• _Selected excerpt_
Metadata

Metadata are created and stored in GDBase - a relational database, part of Algolytics analytical platform.

Tables with metadata are created with following SQL code:

CREATE TABLE clients(id INTEGER PRIMARY KEY /*, ...*/)
CREATE TABLE external_data(id INTEGER PRIMARY KEY, client_id INTEGER /*, ...*/)
CREATE TABLE variables(id INTEGER PRIMARY KEY, client_id INTEGER NOT NULL, event_id INTEGER NOT NULL, definition TEXT NOT NULL, type INTEGER NOT NULL CHECK(type = 1 OR type = 2), default_value TEXT)
CREATE INDEX ON variables(client_id)
CREATE TABLE aggregates(id INTEGER PRIMARY KEY, client_id INTEGER NOT NULL, variable_id INTEGER, aggregate_type INTEGER, window_type INTEGER, window_size/*count|time*/ INTEGER, window_shift/*count|time*/ INTEGER, definition TEXT, return_type INTEGER CHECK((definition IS NULL AND return_type IS NULL) OR (definition IS NOT NULL AND return_type IS NOT NULL AND (return_type = 1 OR return_type = 2))), dictionary_id INTEGER, external_data_id INTEGER, external_data_name TEXT, name TEXT NOT NULL CHECK(name REGEXP '[a-zA-Z_$][a-zA-Z_$0-9]*'))
CREATE UNIQUE INDEX ON aggregates(client_id, name)
CREATE TABLE derived_aggregates(derived_aggregate_id INTEGER NOT NULL, aggregate_id INTEGER NOT NULL)
CREATE INDEX ON derived_aggregates(derived_aggregate_id)
CREATE TABLE trigger_aggregates(trigger_id INTEGER NOT NULL, aggregate_id INTEGER NOT NULL)
CREATE INDEX ON trigger_aggregates(trigger_id, aggregate_id)
CREATE TABLE triggers(id INTEGER PRIMARY KEY, definition TEXT NOT NULL, needs_change INTEGER/*boolean*/ NOT NULL CHECK(needs_change = 0 OR needs_change = 1), `group` INTEGER NOT NULL)
CREATE TABLE model_triggers(model_id INTEGER NOT NULL, trigger_id INTEGER NOT NULL)
CREATE INDEX ON model_triggers(model_id, trigger_id)
CREATE TABLE model_aggregates(model_id INTEGER NOT NULL, aggregate_id INTEGER NOT NULL, used INTEGER/*boolean*/ NOT NULL CHECK(used = 0 OR used = 1))
CREATE INDEX ON model_aggregates(model_id, aggregate_id)

• _Raw data_
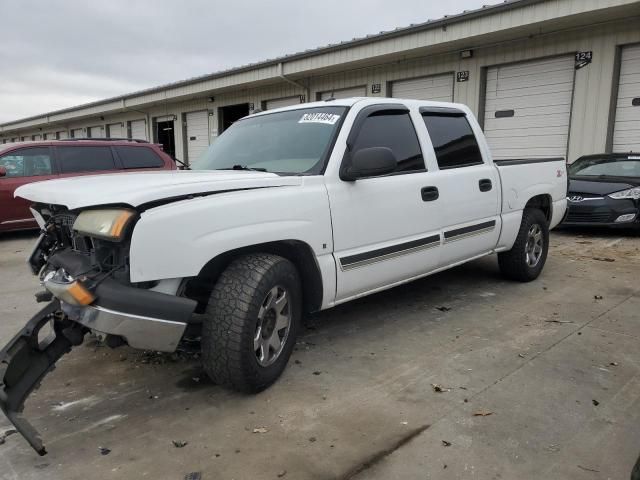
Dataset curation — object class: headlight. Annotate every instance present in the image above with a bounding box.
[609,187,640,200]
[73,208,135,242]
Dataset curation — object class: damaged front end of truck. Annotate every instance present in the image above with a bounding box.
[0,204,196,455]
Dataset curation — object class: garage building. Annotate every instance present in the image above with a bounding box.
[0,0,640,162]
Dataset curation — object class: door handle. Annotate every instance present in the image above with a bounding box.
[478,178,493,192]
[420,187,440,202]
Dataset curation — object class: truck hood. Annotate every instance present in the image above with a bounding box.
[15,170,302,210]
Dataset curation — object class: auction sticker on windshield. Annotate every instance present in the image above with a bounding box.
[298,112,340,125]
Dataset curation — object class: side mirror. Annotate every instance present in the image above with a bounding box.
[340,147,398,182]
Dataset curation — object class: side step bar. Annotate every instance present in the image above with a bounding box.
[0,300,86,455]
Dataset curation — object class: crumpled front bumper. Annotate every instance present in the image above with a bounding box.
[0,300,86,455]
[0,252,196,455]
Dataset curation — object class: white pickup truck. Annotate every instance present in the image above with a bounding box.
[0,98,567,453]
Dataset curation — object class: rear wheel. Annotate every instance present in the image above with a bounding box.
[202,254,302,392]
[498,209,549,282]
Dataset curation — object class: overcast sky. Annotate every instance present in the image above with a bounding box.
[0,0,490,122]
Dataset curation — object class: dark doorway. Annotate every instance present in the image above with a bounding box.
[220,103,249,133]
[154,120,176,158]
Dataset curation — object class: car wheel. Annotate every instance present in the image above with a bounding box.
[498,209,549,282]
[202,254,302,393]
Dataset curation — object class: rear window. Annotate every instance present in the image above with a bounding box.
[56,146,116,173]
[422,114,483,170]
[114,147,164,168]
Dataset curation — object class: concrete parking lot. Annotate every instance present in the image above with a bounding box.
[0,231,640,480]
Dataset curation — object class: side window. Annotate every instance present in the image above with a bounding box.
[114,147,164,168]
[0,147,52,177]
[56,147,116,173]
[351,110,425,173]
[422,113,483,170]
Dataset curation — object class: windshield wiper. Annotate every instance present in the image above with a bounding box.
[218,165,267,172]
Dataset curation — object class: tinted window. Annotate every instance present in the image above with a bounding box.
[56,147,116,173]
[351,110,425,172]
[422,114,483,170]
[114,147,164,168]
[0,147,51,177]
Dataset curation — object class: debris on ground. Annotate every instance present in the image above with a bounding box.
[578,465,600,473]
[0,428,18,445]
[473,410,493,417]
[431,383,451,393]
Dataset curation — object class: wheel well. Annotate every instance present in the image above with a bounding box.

==

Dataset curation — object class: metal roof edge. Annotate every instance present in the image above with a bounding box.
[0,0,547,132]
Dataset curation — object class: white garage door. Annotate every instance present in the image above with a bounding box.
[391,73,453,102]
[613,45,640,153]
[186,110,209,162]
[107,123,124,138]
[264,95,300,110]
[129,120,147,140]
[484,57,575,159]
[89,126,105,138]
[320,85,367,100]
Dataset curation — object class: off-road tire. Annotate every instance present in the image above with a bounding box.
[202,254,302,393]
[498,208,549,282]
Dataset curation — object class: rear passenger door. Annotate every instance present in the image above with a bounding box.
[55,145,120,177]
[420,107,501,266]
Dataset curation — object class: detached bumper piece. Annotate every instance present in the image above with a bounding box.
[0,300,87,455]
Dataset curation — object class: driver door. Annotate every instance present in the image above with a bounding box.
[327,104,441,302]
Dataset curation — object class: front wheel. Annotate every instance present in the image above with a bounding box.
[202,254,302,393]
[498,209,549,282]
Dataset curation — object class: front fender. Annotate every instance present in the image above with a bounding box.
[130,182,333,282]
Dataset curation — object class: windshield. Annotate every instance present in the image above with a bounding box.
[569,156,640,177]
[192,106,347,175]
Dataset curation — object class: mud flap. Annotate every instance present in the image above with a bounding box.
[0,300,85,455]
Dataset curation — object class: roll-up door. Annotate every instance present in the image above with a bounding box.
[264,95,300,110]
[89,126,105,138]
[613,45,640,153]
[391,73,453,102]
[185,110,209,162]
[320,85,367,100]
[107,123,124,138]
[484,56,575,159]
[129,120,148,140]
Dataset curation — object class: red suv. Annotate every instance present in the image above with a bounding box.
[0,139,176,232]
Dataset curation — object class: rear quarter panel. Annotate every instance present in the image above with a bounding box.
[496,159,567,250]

• _Required work_
In the metadata page, retype the text from "CREATE TABLE triggers(id" up to and including "trigger_id INTEGER NOT NULL)".

• _Result of this task_
CREATE TABLE triggers(id INTEGER PRIMARY KEY, definition TEXT NOT NULL, needs_change INTEGER/*boolean*/ NOT NULL CHECK(needs_change = 0 OR needs_change = 1), `group` INTEGER NOT NULL)
CREATE TABLE model_triggers(model_id INTEGER NOT NULL, trigger_id INTEGER NOT NULL)